EXERCISE BRIEF
Copy the data below word for word, omitting the pictures.

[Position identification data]
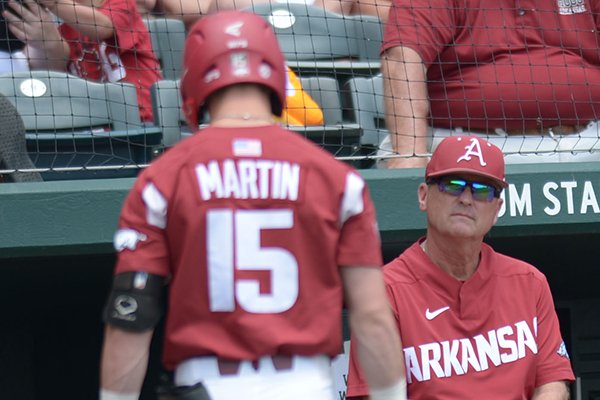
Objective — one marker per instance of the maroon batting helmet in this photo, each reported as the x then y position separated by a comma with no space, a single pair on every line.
227,48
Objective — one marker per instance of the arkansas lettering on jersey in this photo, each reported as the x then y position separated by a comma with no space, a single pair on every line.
457,356
253,225
495,335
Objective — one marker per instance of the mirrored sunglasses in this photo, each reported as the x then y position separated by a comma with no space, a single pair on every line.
456,186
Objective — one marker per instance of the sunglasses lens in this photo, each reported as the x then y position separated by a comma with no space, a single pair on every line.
454,186
481,191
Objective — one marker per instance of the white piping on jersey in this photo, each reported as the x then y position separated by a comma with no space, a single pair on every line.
156,206
455,357
352,202
249,179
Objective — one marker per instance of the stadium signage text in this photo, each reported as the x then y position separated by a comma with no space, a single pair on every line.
551,198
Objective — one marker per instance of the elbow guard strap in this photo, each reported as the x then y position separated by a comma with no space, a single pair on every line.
136,301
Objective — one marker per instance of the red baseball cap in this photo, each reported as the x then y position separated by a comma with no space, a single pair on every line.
469,154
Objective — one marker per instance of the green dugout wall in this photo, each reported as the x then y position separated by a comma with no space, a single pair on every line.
56,256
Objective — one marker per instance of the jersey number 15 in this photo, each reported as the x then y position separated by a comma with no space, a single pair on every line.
233,242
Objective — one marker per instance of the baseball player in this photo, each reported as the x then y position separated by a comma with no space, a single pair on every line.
257,235
474,324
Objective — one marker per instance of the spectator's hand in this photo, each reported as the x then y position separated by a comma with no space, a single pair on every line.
412,162
32,23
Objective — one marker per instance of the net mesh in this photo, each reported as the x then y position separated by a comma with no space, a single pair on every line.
524,78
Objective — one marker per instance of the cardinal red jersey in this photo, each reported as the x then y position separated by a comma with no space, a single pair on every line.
252,225
494,336
504,63
128,57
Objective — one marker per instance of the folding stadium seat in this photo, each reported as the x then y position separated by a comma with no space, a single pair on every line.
78,128
168,114
13,151
318,42
363,102
168,41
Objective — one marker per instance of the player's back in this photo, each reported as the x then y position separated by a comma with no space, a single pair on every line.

OUTPUT
Objective — one marker per instance of the maroon batting helmet in this photo, each reported as the x then y position separated by a comma with no space, a single pair on every line.
227,48
Objective — one marker per instance of the arkansas lettering on jersey in this photo, each reported as the x then y position separated by a comma with no space, a single pair on every line.
457,356
253,225
495,335
Objective — one marker per instance of the mirrored sunglasses in this photo, each reported as the x then y position separated by a comma with no space, a single pair on every line.
456,186
Objective — one marker per instance of the sunglasses lens in this photo, each reported as the x then y position separated by a comma with no space, a single pair on every line.
454,186
481,191
Objective — one marker per instance of the white piping on jersey in this photo, each reported as the x then y position separated by a comma with no space, a single pair on every line.
156,206
455,357
352,202
249,179
Objective — one marker per instance of the stadium signage text in this photo, each reported as the x then y position separated by a comma with no space, a single pair on every line.
551,198
Objective — one marker per instance of the elbow guard strap in this photo, each reported as the x then y position separated by a comma with no space, a single pair on every line.
136,301
Objective — one marker per instance of the red baseball cap in this photo, each reported as the x then y position separated by a comma with no space, a single pair on every line.
469,154
Objective — one marker per instance of the green dugout wall in this photo, each reported as the x then y position separated by a comma with no space, a single pair on every line.
56,256
Objective — one marker per instance of the jersey number 15 in this photo, each reported as the x then y position separated by a comma with no space, a single pair on every line.
233,242
Objective — one marker per instance of the baseball player in this photo, each reported as the x then y position separated by a comma with no space, a single pair on every line.
257,235
474,324
Objective — one marker per instance of the spectator's hand in this photo, each reported as the x then y position separated by a comma with no space, a single pair on every line.
412,162
32,23
Objective — one marker per instance of the net mesh in this photo, each reported as the x then y position separated by a comma with no space, a single pair on every line.
524,78
Objective — one marker per instance of the cardinal red jersey in this photo, each reported as the x then y position separated by a comma with no space, a single pair on every line.
252,225
494,336
504,63
128,57
Objective — one marker per instance of the folding stadium seat in this photo, each reported as the x then y position separated by a comma with no space, a single pair on every line.
78,128
168,114
13,151
318,42
363,102
168,41
Objective — one marker per instance of the player's back in this photo, each reported as the x then y position separated by a comma with no space, a single pair on every line.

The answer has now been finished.